--- Short task ---
Print all of the rows below without changing a single character.

[start Data section]

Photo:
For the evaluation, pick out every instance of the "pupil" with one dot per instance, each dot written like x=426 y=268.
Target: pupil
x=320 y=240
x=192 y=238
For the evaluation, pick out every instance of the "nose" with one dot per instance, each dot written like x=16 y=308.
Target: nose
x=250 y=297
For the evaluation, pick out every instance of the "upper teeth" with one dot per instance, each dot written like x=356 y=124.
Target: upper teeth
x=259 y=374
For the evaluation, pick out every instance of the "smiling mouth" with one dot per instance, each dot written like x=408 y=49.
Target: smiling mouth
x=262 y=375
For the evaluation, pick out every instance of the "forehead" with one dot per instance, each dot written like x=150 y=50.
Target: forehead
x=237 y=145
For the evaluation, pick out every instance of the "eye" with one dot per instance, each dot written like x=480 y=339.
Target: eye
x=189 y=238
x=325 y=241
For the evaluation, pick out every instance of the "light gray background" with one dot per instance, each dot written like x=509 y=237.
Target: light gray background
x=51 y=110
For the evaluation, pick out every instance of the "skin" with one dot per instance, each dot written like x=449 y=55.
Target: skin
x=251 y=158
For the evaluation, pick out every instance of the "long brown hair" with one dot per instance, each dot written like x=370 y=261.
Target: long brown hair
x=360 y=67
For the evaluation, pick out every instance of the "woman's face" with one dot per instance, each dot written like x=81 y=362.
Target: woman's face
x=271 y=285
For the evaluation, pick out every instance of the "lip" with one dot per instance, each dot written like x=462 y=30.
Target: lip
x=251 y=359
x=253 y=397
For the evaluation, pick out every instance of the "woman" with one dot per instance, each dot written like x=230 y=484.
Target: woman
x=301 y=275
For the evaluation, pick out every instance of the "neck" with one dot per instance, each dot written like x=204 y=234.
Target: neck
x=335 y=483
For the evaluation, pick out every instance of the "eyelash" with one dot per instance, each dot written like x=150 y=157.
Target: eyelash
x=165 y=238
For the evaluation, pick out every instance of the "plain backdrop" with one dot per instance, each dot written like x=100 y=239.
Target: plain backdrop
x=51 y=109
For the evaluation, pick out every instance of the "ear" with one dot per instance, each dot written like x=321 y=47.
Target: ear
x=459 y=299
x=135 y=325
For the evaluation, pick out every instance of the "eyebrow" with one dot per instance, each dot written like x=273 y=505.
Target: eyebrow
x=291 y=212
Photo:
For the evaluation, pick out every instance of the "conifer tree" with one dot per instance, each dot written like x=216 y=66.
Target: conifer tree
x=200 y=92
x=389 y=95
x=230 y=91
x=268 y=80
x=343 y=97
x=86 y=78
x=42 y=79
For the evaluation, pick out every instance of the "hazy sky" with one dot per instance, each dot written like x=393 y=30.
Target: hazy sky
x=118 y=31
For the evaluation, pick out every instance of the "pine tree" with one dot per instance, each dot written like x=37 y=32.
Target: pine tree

[end Data section]

--- Expected output ---
Photo:
For the evaluation, pick out every instance of the "pupil" with one dot per instance, each dot written like x=426 y=268.
Target: pupil
x=320 y=240
x=192 y=238
For the evaluation, pick out every instance of the "nose" with one dot per instance, each dot written like x=16 y=308.
Target: nose
x=250 y=297
For the evaluation, pick out every instance of the "upper teeth" with one dot per instance, each dot written like x=356 y=124.
Target: upper teeth
x=259 y=374
For the evaluation, pick out every instance of the "smiling mouth" with one dot per instance, each dot written like x=408 y=49.
Target: smiling mouth
x=262 y=375
For the evaluation, pick out every instance of the "forehead" with one dot per instance, each dot written like x=150 y=50.
Target: forehead
x=237 y=145
For the evaluation, pick out every instance of the "eye" with one dot per instance, each dot written like x=480 y=339.
Target: eye
x=189 y=238
x=325 y=241
For the evaluation, pick out every instance of the "light gray background" with one dot per instance, each dot written like x=509 y=237.
Target: light gray background
x=51 y=110
For the evaluation, pick out every instance of the "skin" with one dot per instance, each dot written like x=449 y=55.
Target: skin
x=251 y=158
For the evaluation, pick out every instance of the "long brown hair" with one dot per instance, each dot written like x=370 y=261.
Target: long brown hair
x=360 y=67
For the evaluation, pick out every instance of the "woman's face" with one dot per instance, each dot written like x=81 y=362.
Target: woman's face
x=271 y=285
For the evaluation, pick out every instance of the "lip" with one dot per instance, each dot written like x=462 y=30.
Target: lip
x=251 y=359
x=253 y=397
For the evaluation, pick out every instance of the "woman" with one dot per instance, each dot written like x=230 y=484.
Target: woman
x=301 y=275
For the evaluation, pick out every instance of the "neck" with one dot per instance, each dot written like x=204 y=234.
Target: neck
x=335 y=483
For the evaluation, pick out every instance of the "eyelash" with one dot per instance, each dot written like x=150 y=157.
Target: eyelash
x=165 y=238
For the evaluation, pick out every instance of the "plain backdrop" with one dot per instance, each dot written like x=100 y=239.
Target: plain backdrop
x=51 y=109
For the evaluation, pick out every instance of the "ear" with one dot per instance, each dot written like x=321 y=47.
Target: ear
x=459 y=299
x=135 y=325
For the evaluation, pick out every instance of the "eyebrow" with one dot per instance, each dot written like x=273 y=505.
Target: eyebrow
x=291 y=212
Photo:
For the evaluation, pick out every instance of the "conifer tree" with one dot per instance, each dot written like x=216 y=66.
Target: conifer tree
x=200 y=92
x=389 y=95
x=230 y=91
x=268 y=80
x=343 y=97
x=86 y=78
x=42 y=79
For the evaluation, pick out every instance of the "hazy sky" with one dot per instance, each dot written like x=393 y=30.
Target: hazy sky
x=118 y=31
For the evaluation, pick out every instance of the "pine tree" with one dot per instance, each dot written like x=37 y=32.
Target: pine tree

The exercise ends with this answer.